### WHAT YOU WILL DO
Down to the last line, retype each line of the entries exactly, starting with the one that contains "Using the image provided, box the castle tower.".

### Dataset records
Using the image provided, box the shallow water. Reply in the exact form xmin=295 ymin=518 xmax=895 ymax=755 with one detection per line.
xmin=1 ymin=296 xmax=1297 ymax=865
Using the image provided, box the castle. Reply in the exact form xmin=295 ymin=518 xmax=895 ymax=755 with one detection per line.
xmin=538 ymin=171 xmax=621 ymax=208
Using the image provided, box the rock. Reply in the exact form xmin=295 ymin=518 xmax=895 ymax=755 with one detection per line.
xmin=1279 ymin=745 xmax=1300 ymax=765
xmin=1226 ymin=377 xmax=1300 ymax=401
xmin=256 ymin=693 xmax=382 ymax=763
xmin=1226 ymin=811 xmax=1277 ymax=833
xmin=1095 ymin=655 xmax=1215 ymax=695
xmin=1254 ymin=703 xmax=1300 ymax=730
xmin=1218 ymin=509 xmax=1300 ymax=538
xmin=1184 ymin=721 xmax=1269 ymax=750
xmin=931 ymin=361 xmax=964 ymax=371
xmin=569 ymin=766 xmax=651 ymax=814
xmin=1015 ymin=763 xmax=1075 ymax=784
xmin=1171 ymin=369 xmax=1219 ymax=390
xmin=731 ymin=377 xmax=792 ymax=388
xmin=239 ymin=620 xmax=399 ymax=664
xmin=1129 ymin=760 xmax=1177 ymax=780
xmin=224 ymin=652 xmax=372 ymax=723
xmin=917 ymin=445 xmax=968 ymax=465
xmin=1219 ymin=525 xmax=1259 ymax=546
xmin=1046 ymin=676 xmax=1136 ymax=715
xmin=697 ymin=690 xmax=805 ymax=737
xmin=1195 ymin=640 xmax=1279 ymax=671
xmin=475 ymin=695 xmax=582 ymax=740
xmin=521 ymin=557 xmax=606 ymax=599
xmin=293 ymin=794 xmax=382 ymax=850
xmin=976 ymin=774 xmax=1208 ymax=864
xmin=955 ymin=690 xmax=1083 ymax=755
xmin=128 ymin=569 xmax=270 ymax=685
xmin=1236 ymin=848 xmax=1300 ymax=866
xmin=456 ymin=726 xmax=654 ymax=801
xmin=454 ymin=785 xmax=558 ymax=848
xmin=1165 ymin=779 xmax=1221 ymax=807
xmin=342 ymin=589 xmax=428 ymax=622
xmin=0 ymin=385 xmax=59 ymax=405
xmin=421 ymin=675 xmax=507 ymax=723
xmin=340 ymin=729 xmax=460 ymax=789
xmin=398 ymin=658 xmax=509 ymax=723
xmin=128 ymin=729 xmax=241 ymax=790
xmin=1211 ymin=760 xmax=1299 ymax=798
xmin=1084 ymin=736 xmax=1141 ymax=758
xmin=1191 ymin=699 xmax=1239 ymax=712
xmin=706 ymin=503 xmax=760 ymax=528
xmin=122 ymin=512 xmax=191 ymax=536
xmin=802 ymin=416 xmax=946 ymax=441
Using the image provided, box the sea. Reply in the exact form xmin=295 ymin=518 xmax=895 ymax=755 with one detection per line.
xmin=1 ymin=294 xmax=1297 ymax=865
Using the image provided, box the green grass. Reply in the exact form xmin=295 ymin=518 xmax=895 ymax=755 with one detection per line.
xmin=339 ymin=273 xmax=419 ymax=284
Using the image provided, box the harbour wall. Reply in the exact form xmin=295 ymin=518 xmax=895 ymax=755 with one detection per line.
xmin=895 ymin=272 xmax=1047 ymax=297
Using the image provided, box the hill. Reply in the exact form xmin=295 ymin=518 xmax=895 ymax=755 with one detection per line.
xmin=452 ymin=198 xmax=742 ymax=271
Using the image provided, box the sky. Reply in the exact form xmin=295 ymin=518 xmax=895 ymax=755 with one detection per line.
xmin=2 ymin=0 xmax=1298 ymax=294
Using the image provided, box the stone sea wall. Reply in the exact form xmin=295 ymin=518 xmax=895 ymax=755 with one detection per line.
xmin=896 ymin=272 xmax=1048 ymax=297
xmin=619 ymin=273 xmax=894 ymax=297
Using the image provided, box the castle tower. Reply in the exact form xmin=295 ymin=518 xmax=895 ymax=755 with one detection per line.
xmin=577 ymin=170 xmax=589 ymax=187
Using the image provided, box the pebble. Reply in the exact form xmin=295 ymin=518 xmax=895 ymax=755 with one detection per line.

### YOUR RESPONSE
Using the image provided, box the castle tower. Reply in the exact form xmin=295 ymin=518 xmax=895 ymax=755 with one detection per line.
xmin=577 ymin=170 xmax=589 ymax=187
Using the image provided, box the pebble. Reply in the exact form xmin=295 ymin=518 xmax=895 ymax=755 with one detection per line.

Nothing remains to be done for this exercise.